Open timothyfranzke opened 6 years ago
@timothyfranzke - are you sure the problem is running out of memory? based on the information it looks to me like it could be, but not necessarily (and my guess is it's probably some other problem with librdkafka). @edenhill - access violation in librdkakfa.
Yeah, the page file filled up the system drive. We have our IIS team working on that portion.
We were also able to track down this log:
Exception Info: System.AccessViolationException
at Confluent.Kafka.Impl.NativeMethods.NativeMethods.rd_kafka_query_watermark_offsets(IntPtr, System.String, Int32, Int64 ByRef, Int64 ByRef, IntPtr)
at Confluent.Kafka.Impl.LibRdKafka.query_watermark_offsets(IntPtr, System.String, Int32, Int64 ByRef, Int64 ByRef, IntPtr)
at Confluent.Kafka.Impl.SafeKafkaHandle.QueryWatermarkOffsets(System.String, Int32, Int32)
at Monitor.Monitor.GetWaterMarkOffsets(Confluent.Kafka.TopicPartition)
at Monitor.Monitor.2[[System.__Canon, mscorlib, Version=4.0.0.0, Culture=neutral, PublicKeyToken=b77a5c561934e089],[System.__Canon, mscorlib, Version=4.0.0.0, Culture=neutral, PublicKeyToken=b77a5c561934e089]].MoveNext() at System.Collections.Generic.List
1[[System.Canon, mscorlib, Version=4.0.0.0, Culture=neutral, PublicKeyToken=b77a5c561934e089]]..ctor(System.Collections.Generic.IEnumerable`1<System.Canon>)
at System.Linq.Enumerable.ToList[System.__Canon, mscorlib, Version=4.0.0.0, Culture=neutral, PublicKeyToken=b77a5c561934e089]
at Monitor.Monitor+<>c__DisplayClass8_0.1<Confluent.Kafka.TopicPartition>) at Confluent.Kafka.Consumer.RebalanceCallback(IntPtr, Confluent.Kafka.ErrorCode, IntPtr, IntPtr) at Confluent.Kafka.Impl.NativeMethods.NativeMethods.rd_kafka_consumer_poll(IntPtr, IntPtr) at Confluent.Kafka.Impl.SafeKafkaHandle.ConsumerPoll(Confluent.Kafka.Message ByRef, IntPtr) at Confluent.Kafka.Consumer.Consume(Confluent.Kafka.Message ByRef, Int32) at Confluent.Kafka.Consumer
2[[System.Canon, mscorlib, Version=4.0.0.0, Culture=neutral, PublicKeyToken=b77a5c561934e089],[System.Canon, mscorlib, Version=4.0.0.0, Culture=neutral, PublicKeyToken=b77a5c561934e089]].Consume(Confluent.Kafka.Message2<System.__Canon,System.__Canon> ByRef, Int32) at Confluent.Kafka.Consumer
2[[System.Canon, mscorlib, Version=4.0.0.0, Culture=neutral, PublicKeyToken=b77a5c561934e089],[System.Canon, mscorlib, Version=4.0.0.0, Culture=neutral, PublicKeyToken=b77a5c561934e089]].Poll(System.TimeSpan)
at Monitor.Monitor.Start()
at Monitor.Monitor.StartMonitor()
at System.Threading.ExecutionContext.RunInternal(System.Threading.ExecutionContext, System.Threading.ContextCallback, System.Object, Boolean)

Listed records ▸
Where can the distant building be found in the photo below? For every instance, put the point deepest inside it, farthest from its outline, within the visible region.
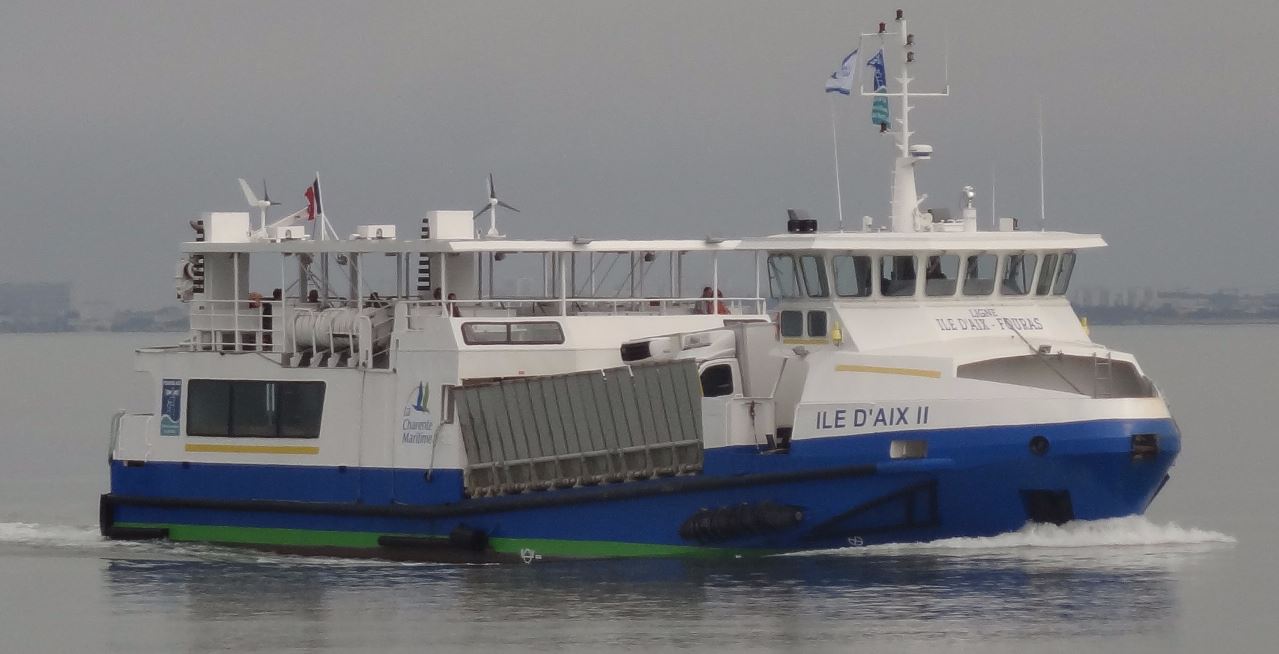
(44, 306)
(36, 301)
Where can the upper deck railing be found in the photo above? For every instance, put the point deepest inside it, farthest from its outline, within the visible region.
(542, 307)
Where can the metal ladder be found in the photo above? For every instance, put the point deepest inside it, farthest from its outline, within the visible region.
(1103, 375)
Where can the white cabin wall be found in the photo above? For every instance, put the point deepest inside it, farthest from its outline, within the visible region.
(886, 324)
(339, 428)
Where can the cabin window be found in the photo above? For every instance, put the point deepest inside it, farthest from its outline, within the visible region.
(852, 275)
(718, 380)
(941, 275)
(814, 275)
(1063, 278)
(242, 408)
(512, 333)
(1045, 282)
(783, 277)
(817, 324)
(1018, 273)
(792, 324)
(897, 273)
(979, 277)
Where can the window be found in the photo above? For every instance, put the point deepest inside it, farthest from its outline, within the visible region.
(1046, 270)
(718, 380)
(897, 275)
(1063, 278)
(852, 275)
(1018, 271)
(979, 277)
(941, 275)
(817, 324)
(243, 408)
(814, 275)
(792, 324)
(542, 333)
(783, 277)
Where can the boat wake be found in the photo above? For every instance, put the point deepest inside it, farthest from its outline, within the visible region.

Problem ▸ Revise the Kafka issue thread above, starting with "Open timothyfranzke opened" and going on through "violation in librdkakfa.", so that "disk space" stands in place of "memory".

Solution to this task ▸
Open timothyfranzke opened 6 years ago
@timothyfranzke - are you sure the problem is running out of disk space? based on the information it looks to me like it could be, but not necessarily (and my guess is it's probably some other problem with librdkafka). @edenhill - access violation in librdkakfa.